> **Arbeitsanweisungen**:
• a. Gib aus dem Interview über das Bäckerei-Kollektiv alles von "taz: Das ist" bis hinunter zu "nicht richtig gelockert." wortgetreu aus.
• b. Wo liegt laut dem Interview über das Bäckerei-Kollektiv die Backstube, vor der sich Sarah Werner und Jona Redslob für das Gespräch gesetzt haben?

> **Textauszug**:
++++
Introduction
Introduction Statistics Contact Development Disclaimer Help
# taz.de -- BäckerInnen über Arbeit im Kollektiv: „Backen ist vielleicht da…
> Sarah Werner und Jona Redslob arbeiten in einem Bäckerei-Kollektiv. Das
> Konzept kommt von der solidarischen Landwirtschaft. Sogar Ausschlafen
> geht da.
Bild: Müssen nicht schon zur nachtschlafenden Zeit zum Backen raus: Sarah Wern…
Für das Interview haben sich Sarah Werner und Jona Redslob vor ihre
Backstube in der Markthalle in Leipzig-Plagwitz gesetzt. Sarah hat noch
Teig an den Händen. Sie kommt direkt von der Vormittagsschicht. Jona hat
ihr erst mal einen Kaffee gebracht.
taz: Frau Werner, was haben Sie gerade gebacken?
Sarah Werner: Ich habe gerade Brote aufgearbeitet. Wir bereiten am Freitag
immer Brote vor für den Samstagsmarkt, der hier in der Markthalle
stattfindet. Die Teiglinge, so nennt man die, kommen über Nacht in den
Kühlschrank und werden dann morgen Früh gebacken. Dann sind die frisch für
den Markt.
Jona Redslob: Und man muss nicht so früh aufstehen!
taz: Das ist eins von mehreren Dingen, die in Ihrer Bäckerei anders laufen
als in den meisten Betrieben. Wie Sie das organisieren, darüber werden wir
noch sprechen. Vorher aber erst einen Schritt zurück. Erinnern Sie sich
noch an Ihr erstes Brot?
Redslob: Das erste weiß ich nicht mehr, aber ich erinnere mich an meine
Sauerteigphase. Ich habe schon vor meiner Bäckerausbildung zu Hause
experimentiert. Rückblickend würde ich sagen, dass es wirklich kein gutes
Brot war. Es sah zwar aus wie ein Brot, aber war nicht richtig gelockert.
„Kanonenkugel“ war der Kommentar, den ich bekommen hab. (beide lachen)
Werner: So richtig von Anfang bis Ende, von Teig ansetzen bis ausbacken,
das kam bei mir erst in der Ausbildung. Aber ich bin ja mehr oder weniger
in der Backstube aufgewachsen und da war ich schon am Backen beteiligt.
taz: Sie kommen aus einer schwäbischen Bäckerfamilie. In der Familie Ihres
Vaters sind alle Bäcker gewesen. Wie war das als Kind?
++++
> **Einträge zur Ortsbestimmung**:
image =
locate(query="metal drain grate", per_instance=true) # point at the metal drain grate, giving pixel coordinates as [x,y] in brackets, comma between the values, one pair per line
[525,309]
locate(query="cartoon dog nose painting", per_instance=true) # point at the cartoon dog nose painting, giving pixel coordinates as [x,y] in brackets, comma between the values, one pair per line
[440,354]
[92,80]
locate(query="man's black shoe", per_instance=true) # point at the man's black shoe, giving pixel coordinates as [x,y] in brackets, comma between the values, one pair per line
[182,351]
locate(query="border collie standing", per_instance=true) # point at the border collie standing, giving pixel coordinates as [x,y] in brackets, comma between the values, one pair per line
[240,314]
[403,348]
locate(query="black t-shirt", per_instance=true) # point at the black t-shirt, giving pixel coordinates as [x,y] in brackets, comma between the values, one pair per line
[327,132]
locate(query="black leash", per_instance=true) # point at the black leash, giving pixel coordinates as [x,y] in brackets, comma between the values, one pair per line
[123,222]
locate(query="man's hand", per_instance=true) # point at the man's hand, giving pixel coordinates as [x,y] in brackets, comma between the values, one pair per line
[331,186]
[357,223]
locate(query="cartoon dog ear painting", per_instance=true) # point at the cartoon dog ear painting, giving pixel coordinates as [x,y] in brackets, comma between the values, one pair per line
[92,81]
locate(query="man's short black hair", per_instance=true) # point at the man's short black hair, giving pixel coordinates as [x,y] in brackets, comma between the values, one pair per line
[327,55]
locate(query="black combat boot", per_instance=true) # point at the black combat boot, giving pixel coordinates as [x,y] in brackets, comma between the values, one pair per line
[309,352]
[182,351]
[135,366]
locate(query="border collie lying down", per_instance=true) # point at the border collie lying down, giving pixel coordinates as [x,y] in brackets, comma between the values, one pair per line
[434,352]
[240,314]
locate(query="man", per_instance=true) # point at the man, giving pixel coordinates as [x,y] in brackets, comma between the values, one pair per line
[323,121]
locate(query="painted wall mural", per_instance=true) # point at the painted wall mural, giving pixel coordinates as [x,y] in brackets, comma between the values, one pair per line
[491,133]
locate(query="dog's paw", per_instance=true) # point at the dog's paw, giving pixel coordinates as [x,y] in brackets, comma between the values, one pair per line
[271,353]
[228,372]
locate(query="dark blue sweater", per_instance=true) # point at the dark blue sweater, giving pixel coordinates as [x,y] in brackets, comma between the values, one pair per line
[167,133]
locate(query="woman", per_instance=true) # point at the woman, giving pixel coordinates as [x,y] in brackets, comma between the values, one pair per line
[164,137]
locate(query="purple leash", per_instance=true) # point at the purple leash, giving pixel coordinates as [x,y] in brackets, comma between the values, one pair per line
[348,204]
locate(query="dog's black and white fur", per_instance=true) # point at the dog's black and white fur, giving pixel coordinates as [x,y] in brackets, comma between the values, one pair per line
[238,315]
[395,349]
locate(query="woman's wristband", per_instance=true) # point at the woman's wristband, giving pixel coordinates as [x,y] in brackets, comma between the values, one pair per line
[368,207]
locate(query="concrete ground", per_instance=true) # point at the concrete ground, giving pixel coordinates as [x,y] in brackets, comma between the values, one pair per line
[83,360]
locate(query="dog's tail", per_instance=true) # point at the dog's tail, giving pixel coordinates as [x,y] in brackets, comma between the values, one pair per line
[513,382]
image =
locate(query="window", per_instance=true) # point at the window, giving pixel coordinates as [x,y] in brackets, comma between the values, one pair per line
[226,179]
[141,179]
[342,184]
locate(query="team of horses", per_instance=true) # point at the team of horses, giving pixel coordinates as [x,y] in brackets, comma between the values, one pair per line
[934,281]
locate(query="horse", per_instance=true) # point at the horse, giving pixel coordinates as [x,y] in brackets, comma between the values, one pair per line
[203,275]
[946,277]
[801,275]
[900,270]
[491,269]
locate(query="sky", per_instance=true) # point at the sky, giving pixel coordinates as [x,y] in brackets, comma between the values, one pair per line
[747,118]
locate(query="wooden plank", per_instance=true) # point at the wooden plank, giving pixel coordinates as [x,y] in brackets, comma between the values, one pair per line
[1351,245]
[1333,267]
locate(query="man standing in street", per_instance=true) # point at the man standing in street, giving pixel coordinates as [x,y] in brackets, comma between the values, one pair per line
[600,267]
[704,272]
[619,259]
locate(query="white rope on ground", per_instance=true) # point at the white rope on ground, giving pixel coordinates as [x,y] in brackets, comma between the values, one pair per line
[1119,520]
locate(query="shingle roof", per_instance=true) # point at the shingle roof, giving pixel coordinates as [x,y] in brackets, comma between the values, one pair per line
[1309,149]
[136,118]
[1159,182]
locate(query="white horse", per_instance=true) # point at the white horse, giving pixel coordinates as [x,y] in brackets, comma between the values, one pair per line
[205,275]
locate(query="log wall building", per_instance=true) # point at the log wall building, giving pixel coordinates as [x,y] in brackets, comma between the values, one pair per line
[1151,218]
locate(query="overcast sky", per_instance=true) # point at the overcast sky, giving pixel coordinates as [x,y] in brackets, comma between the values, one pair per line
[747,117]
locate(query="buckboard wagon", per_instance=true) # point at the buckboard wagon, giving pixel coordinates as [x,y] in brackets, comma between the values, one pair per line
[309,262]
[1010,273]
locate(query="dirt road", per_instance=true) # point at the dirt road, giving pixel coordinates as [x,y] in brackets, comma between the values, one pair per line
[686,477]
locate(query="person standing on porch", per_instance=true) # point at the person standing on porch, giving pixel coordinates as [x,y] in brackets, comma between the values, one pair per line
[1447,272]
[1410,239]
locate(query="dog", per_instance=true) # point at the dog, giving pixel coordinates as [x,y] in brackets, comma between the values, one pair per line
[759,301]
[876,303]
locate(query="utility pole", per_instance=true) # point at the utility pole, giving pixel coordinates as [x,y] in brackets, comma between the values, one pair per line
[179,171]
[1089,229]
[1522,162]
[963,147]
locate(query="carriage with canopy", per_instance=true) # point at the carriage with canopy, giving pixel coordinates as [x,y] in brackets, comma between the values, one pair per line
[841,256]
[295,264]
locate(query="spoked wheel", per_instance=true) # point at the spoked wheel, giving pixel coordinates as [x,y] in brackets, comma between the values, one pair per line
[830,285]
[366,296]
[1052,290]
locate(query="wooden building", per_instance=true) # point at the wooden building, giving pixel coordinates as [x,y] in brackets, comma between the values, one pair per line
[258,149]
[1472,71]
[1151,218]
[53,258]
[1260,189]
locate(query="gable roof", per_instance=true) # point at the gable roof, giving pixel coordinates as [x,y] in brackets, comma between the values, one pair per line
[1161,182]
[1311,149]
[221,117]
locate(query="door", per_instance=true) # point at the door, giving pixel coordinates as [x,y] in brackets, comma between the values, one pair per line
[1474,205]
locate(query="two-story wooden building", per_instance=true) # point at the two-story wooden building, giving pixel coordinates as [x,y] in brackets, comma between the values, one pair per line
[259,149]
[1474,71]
++++
> **Antworten**:
• a.
taz: Das ist eins von mehreren Dingen, die in Ihrer Bäckerei anders laufen
als in den meisten Betrieben. Wie Sie das organisieren, darüber werden wir
noch sprechen. Vorher aber erst einen Schritt zurück. Erinnern Sie sich
noch an Ihr erstes Brot?
Redslob: Das erste weiß ich nicht mehr, aber ich erinnere mich an meine
Sauerteigphase. Ich habe schon vor meiner Bäckerausbildung zu Hause
experimentiert. Rückblickend würde ich sagen, dass es wirklich kein gutes
Brot war. Es sah zwar aus wie ein Brot, aber war nicht richtig gelockert.

• b. In der Markthalle in Leipzig-Plagwitz.